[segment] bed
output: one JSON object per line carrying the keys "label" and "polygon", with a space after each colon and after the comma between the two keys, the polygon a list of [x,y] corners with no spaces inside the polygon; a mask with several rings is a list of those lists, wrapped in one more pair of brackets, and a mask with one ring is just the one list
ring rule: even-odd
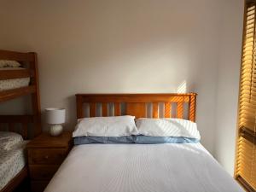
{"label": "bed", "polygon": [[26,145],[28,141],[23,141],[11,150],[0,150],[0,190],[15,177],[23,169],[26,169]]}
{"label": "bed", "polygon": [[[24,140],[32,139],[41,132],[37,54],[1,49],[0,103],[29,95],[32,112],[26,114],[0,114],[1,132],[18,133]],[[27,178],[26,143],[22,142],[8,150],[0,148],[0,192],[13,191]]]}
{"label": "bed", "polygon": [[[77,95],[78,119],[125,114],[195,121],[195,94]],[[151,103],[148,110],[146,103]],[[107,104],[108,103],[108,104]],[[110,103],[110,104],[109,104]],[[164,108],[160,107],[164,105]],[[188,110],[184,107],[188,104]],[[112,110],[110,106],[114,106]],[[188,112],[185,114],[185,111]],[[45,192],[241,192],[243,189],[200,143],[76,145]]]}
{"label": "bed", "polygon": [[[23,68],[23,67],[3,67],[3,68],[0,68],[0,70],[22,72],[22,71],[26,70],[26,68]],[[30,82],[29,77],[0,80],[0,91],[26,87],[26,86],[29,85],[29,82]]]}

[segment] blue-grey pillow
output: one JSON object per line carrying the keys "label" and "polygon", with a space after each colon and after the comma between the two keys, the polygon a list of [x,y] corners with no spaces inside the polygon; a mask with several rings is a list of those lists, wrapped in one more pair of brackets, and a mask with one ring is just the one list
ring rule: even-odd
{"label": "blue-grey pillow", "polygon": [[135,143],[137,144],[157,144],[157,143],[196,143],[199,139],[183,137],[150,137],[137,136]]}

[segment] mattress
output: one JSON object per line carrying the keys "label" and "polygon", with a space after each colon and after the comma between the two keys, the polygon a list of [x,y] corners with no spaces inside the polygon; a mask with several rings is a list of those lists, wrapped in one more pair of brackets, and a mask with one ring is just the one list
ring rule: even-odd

────────

Your goal> Print the whole listing above line for line without any changes, leaving out the pictures.

Exercise response>
[segment] bed
output: one JSON object per line carrying the keys "label" and "polygon", with a space after each colon and after the comma between the two keys, the polygon a list of [x,y] corners with no spaces inside the polygon; a mask with several rings is a list of those lists, wrapped in one more pair of brackets, and a mask with one ring is just the one list
ring rule: even-odd
{"label": "bed", "polygon": [[26,145],[28,141],[23,141],[11,150],[0,150],[0,190],[15,177],[23,169],[26,169]]}
{"label": "bed", "polygon": [[[24,140],[32,139],[41,132],[37,54],[1,49],[0,103],[29,95],[32,112],[26,114],[0,114],[1,132],[18,133]],[[27,178],[26,143],[22,142],[8,150],[0,148],[0,192],[13,191]]]}
{"label": "bed", "polygon": [[[77,95],[78,119],[125,114],[195,121],[195,94]],[[151,103],[148,110],[146,103]],[[107,104],[108,103],[108,104]],[[110,103],[110,104],[109,104]],[[164,108],[160,107],[164,105]],[[188,110],[184,107],[188,104]],[[112,110],[110,106],[114,106]],[[188,112],[185,114],[185,111]],[[45,192],[241,192],[243,189],[200,143],[76,145]]]}
{"label": "bed", "polygon": [[[23,68],[23,67],[3,67],[3,68],[0,68],[0,70],[22,72],[22,71],[26,70],[26,68]],[[30,82],[29,77],[0,80],[0,91],[26,87],[26,86],[29,85],[29,82]]]}

[segment] blue-grey pillow
output: one JSON object per line carrying the keys "label" and "polygon", with a space after each colon and after the comma between the two keys, the polygon a list of [x,y] corners with no spaces inside the polygon; a mask with several rings is a list of those lists, wrapped in one more pair of brackets, and a mask with one ring is just the one list
ring rule: even-odd
{"label": "blue-grey pillow", "polygon": [[135,143],[137,144],[157,144],[157,143],[196,143],[199,139],[183,137],[150,137],[137,136]]}

[segment] mattress
output: one JSON object per line carrying the keys "label" and "polygon", with a space after each colon and after the comma between the two keys, the polygon a list of [x,y] corners with no spaces inside the polygon; a mask with several rings is a list of those lists, wrapped in one more pair of brackets, and a mask with one ring is just the one list
ring rule: even-odd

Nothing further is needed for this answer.